Your answer must hold only the lines below from the line containing "Target: stone wall" through the line containing "Target: elderly woman with gray hair", each reproduced exactly.

-- THE DATA follows --

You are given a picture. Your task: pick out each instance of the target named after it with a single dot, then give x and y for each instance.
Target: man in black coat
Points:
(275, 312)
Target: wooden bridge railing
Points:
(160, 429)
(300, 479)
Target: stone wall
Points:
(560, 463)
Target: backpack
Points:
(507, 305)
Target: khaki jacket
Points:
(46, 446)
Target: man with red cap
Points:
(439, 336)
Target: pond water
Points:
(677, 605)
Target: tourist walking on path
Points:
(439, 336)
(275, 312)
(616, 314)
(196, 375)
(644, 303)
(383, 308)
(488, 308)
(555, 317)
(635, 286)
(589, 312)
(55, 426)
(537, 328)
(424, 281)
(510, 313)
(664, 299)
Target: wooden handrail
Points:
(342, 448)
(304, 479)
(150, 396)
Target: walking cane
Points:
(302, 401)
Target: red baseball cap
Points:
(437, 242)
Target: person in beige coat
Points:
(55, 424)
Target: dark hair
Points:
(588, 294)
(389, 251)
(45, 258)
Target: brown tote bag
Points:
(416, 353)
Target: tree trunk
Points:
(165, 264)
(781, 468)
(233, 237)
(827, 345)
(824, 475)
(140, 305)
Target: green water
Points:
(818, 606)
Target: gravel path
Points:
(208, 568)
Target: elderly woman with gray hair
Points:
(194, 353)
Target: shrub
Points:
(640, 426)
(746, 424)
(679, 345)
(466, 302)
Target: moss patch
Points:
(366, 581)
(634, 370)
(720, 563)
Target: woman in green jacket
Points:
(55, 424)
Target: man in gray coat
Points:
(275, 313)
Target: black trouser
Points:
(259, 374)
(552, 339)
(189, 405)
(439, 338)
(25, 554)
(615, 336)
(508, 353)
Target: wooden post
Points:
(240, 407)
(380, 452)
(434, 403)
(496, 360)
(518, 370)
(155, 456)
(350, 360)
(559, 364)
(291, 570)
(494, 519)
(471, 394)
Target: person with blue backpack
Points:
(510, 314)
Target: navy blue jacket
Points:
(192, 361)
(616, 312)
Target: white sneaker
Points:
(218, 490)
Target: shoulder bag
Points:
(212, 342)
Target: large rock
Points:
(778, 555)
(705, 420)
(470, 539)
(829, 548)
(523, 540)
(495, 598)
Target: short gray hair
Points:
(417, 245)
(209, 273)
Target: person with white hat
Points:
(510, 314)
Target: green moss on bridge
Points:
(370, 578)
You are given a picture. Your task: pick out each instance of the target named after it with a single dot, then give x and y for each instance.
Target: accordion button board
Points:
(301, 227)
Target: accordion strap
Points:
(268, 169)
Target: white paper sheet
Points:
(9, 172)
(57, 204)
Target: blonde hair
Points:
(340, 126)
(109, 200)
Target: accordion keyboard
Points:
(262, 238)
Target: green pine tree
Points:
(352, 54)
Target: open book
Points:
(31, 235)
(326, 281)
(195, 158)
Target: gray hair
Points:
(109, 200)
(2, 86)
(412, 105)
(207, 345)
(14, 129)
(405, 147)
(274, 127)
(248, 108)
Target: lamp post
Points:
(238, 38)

-- THE DATA concluded --

- SOLUTION FOR THIS PROBLEM
Target: stone wall
Points:
(560, 463)
Target: backpack
Points:
(507, 305)
Target: khaki jacket
Points:
(46, 446)
Target: man with red cap
Points:
(439, 336)
Target: pond water
Points:
(677, 605)
Target: tourist walking on path
Points:
(439, 336)
(275, 312)
(616, 314)
(196, 375)
(644, 303)
(383, 308)
(488, 308)
(555, 317)
(635, 286)
(589, 312)
(55, 426)
(537, 328)
(424, 281)
(510, 313)
(664, 299)
Target: wooden handrail
Points:
(342, 448)
(304, 479)
(150, 396)
Target: walking cane
Points:
(302, 401)
Target: red baseball cap
Points:
(437, 242)
Target: person in beige coat
Points:
(55, 424)
Target: dark hair
Points:
(588, 294)
(389, 251)
(45, 258)
Target: brown tote bag
Points:
(416, 353)
Target: tree trunk
Points:
(165, 264)
(781, 468)
(233, 237)
(827, 345)
(824, 475)
(140, 305)
Target: green water
Points:
(818, 606)
Target: gravel path
Points:
(208, 568)
Target: elderly woman with gray hair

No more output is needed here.